Poor performance when dealing with multi-precision numbers

ChaosEternal commented 8 years ago

The test Program:

;; the fib iterative (import (rnrs))

(define (fib n) (define (iter a b c) (cond ((= c 0) b) (#t (iter (+ a b) a (- c 1))))) (iter 1 0 n) )

(display (fib 1000000))

Run with Chez:

$ time scheme --program fib.scm >/dev/null

real 0m23.007s user 0m22.956s sys 0m0.076s

Run with vicare Vicare Scheme version 0.4d0, 64-bit Build 2015-10-19

$ time vicare fib.scm >/dev/null

real 0m6.372s user 0m5.900s sys 0m0.468s

johnwcowan commented 8 years ago

The operations on bignums that are needed are those listed in section 11.7.4 of R6RS that are meaningful when applied to exact integers, namely inexact = < > <= >= zero? positive? negative? odd? even? max min + - * / div mod div-and-mod div0 mod0 div0-and-mod0 gcd lcm expt number->string string->number.

NalaGinrut commented 8 years ago

@yinwang0 I haven't read the code carefully, but the inlined assembly code contains side-effects, it is generally to add volatile or __volatile__ to avoid the compiler breaking assembly code block while optimizing. https://www.ibiblio.org/gferg/ldp/GCC-Inline-Assembly-HOWTO.html#ss5.4 Or it may not safe:

[nalaginrut@debian:tmp] cc ba.c -o ba
[nalaginrut@debian:tmp] ./ba
z[0] = 1
z[1] = 0
z[2] = 0
z[3] = 0
z[4] = 0
[nalaginrut@debian:tmp] cc ba.c -o ba -O3
[nalaginrut@debian:tmp] ./ba
z[0] = 0
z[1] = 0
z[2] = 0
z[3] = 0
z[4] = 0

@johnwcowan Maybe we don't have to optimize them all, and it is necessary to do more benchmarks first.

yinwang0 commented 8 years ago

@NalaGinrut Indeed not having __volatile__ is one of the reasons that it's not right. Adding __volatile__ and I see other kinds of issue. But it seems I'm getting closer to get it work.

**Exercise task 1**
Lay out the records below as a JSON list of strings, one string per line and blank lines omitted, starting at the line containing "Where can the horse's tail" and ending at the last line of the records.
The records that come next have no connection to the thread above.

**Dataset records**

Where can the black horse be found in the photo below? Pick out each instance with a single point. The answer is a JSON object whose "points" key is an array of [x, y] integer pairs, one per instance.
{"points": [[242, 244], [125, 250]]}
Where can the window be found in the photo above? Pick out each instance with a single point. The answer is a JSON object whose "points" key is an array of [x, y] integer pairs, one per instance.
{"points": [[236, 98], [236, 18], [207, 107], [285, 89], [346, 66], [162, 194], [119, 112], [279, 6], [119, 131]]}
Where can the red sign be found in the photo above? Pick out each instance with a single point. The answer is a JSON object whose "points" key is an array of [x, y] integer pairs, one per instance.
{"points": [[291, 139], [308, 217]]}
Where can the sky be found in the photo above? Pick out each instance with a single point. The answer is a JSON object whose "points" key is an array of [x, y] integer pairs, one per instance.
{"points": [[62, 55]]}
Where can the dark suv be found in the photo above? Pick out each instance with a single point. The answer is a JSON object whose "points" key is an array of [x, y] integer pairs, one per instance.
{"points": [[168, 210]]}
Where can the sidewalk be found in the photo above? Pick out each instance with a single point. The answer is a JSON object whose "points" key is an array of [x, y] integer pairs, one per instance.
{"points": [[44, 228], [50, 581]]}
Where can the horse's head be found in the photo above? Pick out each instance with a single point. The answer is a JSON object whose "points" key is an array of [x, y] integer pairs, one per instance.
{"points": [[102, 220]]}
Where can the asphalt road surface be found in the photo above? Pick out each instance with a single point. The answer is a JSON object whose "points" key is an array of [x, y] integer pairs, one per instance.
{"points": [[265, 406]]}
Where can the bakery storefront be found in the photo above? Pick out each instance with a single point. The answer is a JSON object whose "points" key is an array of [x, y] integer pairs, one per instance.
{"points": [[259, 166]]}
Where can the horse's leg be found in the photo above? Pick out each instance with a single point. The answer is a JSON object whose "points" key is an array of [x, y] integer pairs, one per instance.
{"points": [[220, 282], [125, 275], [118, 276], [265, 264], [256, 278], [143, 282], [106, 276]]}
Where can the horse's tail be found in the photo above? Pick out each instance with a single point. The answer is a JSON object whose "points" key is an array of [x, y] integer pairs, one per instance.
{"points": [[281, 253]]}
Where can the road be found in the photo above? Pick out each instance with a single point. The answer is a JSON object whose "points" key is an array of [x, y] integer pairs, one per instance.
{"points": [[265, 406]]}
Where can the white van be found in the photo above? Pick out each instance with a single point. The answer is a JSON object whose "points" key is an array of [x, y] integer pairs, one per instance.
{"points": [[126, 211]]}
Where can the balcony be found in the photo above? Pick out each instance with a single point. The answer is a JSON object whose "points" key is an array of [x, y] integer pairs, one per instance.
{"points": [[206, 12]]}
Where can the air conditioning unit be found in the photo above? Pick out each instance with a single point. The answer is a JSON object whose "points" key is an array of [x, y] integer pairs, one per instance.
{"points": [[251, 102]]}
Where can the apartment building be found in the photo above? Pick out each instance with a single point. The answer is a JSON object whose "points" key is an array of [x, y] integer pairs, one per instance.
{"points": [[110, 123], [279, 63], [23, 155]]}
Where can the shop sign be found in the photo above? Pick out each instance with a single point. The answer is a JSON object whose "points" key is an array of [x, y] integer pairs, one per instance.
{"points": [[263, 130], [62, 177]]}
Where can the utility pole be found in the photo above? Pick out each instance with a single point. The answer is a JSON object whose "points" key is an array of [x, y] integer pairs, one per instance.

**Exercise task 2**
In the thread on multi-precision performance, what real time did the Chez run of the fib program take?

**Answer 1**
[
  "Where can the horse's tail be found in the photo above? Pick out each instance with a single point. The answer is a JSON object whose \"points\" key is an array of [x, y] integer pairs, one per instance.",
  "{\"points\": [[281, 253]]}",
  "Where can the road be found in the photo above? Pick out each instance with a single point. The answer is a JSON object whose \"points\" key is an array of [x, y] integer pairs, one per instance.",
  "{\"points\": [[265, 406]]}",
  "Where can the white van be found in the photo above? Pick out each instance with a single point. The answer is a JSON object whose \"points\" key is an array of [x, y] integer pairs, one per instance.",
  "{\"points\": [[126, 211]]}",
  "Where can the balcony be found in the photo above? Pick out each instance with a single point. The answer is a JSON object whose \"points\" key is an array of [x, y] integer pairs, one per instance.",
  "{\"points\": [[206, 12]]}",
  "Where can the air conditioning unit be found in the photo above? Pick out each instance with a single point. The answer is a JSON object whose \"points\" key is an array of [x, y] integer pairs, one per instance.",
  "{\"points\": [[251, 102]]}",
  "Where can the apartment building be found in the photo above? Pick out each instance with a single point. The answer is a JSON object whose \"points\" key is an array of [x, y] integer pairs, one per instance.",
  "{\"points\": [[110, 123], [279, 63], [23, 155]]}",
  "Where can the shop sign be found in the photo above? Pick out each instance with a single point. The answer is a JSON object whose \"points\" key is an array of [x, y] integer pairs, one per instance.",
  "{\"points\": [[263, 130], [62, 177]]}",
  "Where can the utility pole be found in the photo above? Pick out each instance with a single point. The answer is a JSON object whose \"points\" key is an array of [x, y] integer pairs, one per instance."
]

**Answer 2**
0m23.007s